- **Directions**
1. In the passage on dating after rehab, what may a therapist suggest before a recovering addict starts a romantic relationship?
2. Render this sentence from the passage on dating after rehab in Spanish: "Talking through it will make your relationship stronger."
3. Extend the passage on dating after rehab, beginning right after its last sentence.

- **Source passage**
Now that you have completed rehab and you’re living as a recovering addict, you may begin to think about relationships. Your therapist may suggest that you hold off on romantic relationships until you feel more secure in your sobriety, but once you’re ready and you’ve met someone you really like, you could probably use some advice. As an addict, you likely did not contribute to relationships that were very healthy. If you want to have a successful and satisfying relationship now, here are some steps to take to build it:
- Communicate openly. The one word of advice that almost all relationship experts give is to communicate. This means talking openly about important things, like your feelings. To establish good communication early in a relationship, be a good listener. Don’t interrupt or judge. You don’t have to avoid arguments, but argue fairly and be kind. In return, be open with your partner and express yourself honestly. Never be afraid to bring up an issue that bothers you. Talking through it will make your relationship stronger.
- Be honest. Don’t hide feelings that you think might be scary or difficult. Be especially honest about your recovery. Hiding your struggles from your partner and trying to bear them alone is not helpful for you or your relationship. When you’re having a tough time and triggers are making you crave drugs or alcohol, be honest about it and let your partner help you.
- Explore together. Spending time together is another important factor in a good relationship. Take time to engage in your shared interests If you both enjoy working out, go to the gym together. Try out each other’s activities, too, and try new activities with each other. Learning something new or exploring a new activity or hobby together is a great way to bond and become closer.

- **Data listing**
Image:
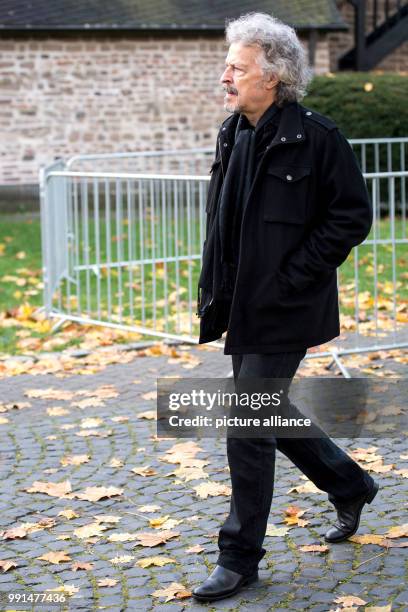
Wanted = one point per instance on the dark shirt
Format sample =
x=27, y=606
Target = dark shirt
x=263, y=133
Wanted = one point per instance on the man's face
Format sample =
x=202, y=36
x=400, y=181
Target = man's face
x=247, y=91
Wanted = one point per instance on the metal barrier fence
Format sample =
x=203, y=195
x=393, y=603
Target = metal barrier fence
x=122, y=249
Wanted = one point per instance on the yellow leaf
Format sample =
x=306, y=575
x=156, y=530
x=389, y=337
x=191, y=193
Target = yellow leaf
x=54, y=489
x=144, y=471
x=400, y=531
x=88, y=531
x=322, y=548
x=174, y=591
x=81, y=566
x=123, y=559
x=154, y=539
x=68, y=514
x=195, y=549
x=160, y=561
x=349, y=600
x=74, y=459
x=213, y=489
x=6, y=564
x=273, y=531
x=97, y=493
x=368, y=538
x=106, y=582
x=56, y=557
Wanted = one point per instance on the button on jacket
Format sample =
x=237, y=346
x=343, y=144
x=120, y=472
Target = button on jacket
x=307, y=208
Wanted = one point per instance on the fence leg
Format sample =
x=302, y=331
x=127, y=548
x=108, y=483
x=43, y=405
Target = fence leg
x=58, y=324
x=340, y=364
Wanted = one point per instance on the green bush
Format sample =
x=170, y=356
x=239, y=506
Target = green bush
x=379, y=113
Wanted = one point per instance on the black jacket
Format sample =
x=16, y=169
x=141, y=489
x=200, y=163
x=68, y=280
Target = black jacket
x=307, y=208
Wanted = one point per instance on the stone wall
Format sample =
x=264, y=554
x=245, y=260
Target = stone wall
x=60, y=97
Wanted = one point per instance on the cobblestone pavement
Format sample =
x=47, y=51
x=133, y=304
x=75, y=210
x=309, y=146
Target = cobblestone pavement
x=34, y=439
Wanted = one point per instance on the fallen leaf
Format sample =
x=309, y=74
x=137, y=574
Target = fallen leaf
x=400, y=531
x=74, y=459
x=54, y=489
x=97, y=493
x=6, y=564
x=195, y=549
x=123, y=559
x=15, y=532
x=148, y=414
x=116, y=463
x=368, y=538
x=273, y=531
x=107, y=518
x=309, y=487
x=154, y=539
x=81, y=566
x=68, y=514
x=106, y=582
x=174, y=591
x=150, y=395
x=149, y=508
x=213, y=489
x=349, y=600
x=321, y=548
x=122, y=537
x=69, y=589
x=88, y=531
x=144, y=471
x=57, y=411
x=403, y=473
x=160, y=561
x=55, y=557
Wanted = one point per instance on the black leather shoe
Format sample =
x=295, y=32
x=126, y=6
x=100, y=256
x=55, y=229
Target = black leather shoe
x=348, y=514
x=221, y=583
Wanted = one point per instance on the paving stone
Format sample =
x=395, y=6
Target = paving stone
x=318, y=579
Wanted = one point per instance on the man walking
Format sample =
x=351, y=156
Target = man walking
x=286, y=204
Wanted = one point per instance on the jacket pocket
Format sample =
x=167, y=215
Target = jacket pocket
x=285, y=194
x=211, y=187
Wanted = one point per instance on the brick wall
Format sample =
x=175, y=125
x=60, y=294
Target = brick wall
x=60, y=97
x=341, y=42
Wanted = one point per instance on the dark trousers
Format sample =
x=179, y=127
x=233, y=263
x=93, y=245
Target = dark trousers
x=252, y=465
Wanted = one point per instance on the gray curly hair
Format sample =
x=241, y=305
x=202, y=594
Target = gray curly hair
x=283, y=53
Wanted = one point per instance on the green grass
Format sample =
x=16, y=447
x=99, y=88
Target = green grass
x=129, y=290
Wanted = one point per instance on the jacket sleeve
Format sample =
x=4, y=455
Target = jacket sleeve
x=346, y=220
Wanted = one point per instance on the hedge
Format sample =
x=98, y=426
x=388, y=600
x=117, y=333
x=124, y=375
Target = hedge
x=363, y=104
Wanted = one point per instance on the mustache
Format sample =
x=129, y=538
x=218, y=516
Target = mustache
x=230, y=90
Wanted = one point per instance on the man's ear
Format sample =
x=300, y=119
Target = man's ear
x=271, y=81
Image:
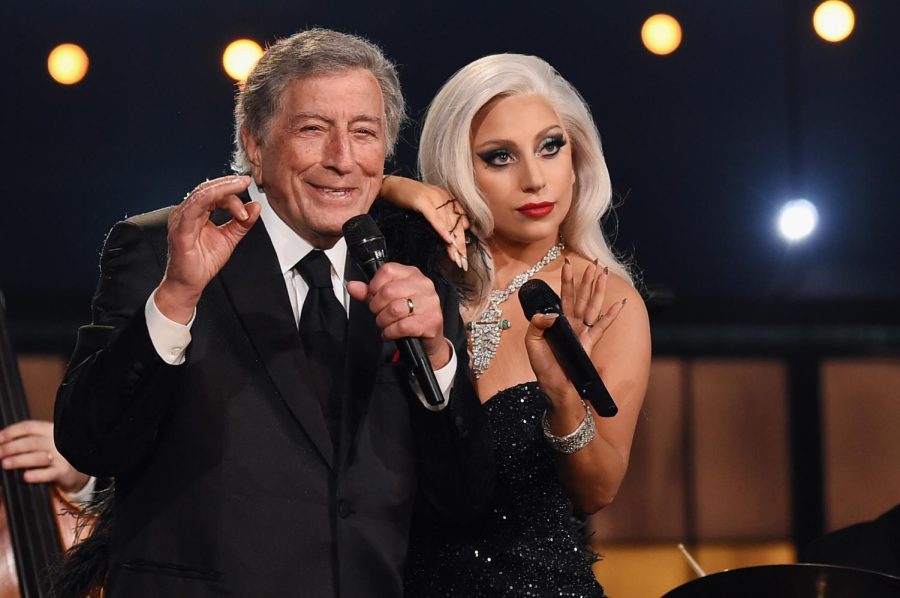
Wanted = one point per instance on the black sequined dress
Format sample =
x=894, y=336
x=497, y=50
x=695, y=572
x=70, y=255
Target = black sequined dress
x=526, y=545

- **Responses for each task**
1. Holding off on romantic relationships until you feel more secure in your sobriety.

2. Hablar del asunto a fondo hará que tu relación sea más fuerte.

3.
- Be kind. Research has shown that the most successful relationships, and the most long-lasting, are those in which two partners are kind and generous to each other. It isn’t always easy to be kind, especially if you are struggling personally, but try to develop habits of being kind to the person you care about and your relationship will be better for it. And keep in mind that kindness is important not just when someone is suffering, but also when he or she is doing well. Cheer your partner on and always be a kind supporter.
- Work on intimacy. Intimacy doesn’t just mean sex. To have a good relationship, you need emotional, intellectual and experiential intimacy as well as physical intimacy. In other words, you need to be close to each other in many ways, and that doesn’t necessarily come automatically with love or caring. Don’t let this aspect of your relationship slide. Spend time doing things together that you both enjoy. Talk about your feelings. Discuss books you’ve read or movies you’ve seen together.
Developing a relationship that lasts, that is healthy and that makes both partners happy isn’t always easy. This is especially true when you have a deep personal struggle like addiction. It may be best to hold off on a relationship until you feel secure in recovery and in being sober. When you are ready, make sure you are thoughtful, caring, open and honest with your partner, and the two of you will be able to develop a wonderful and lasting relationship.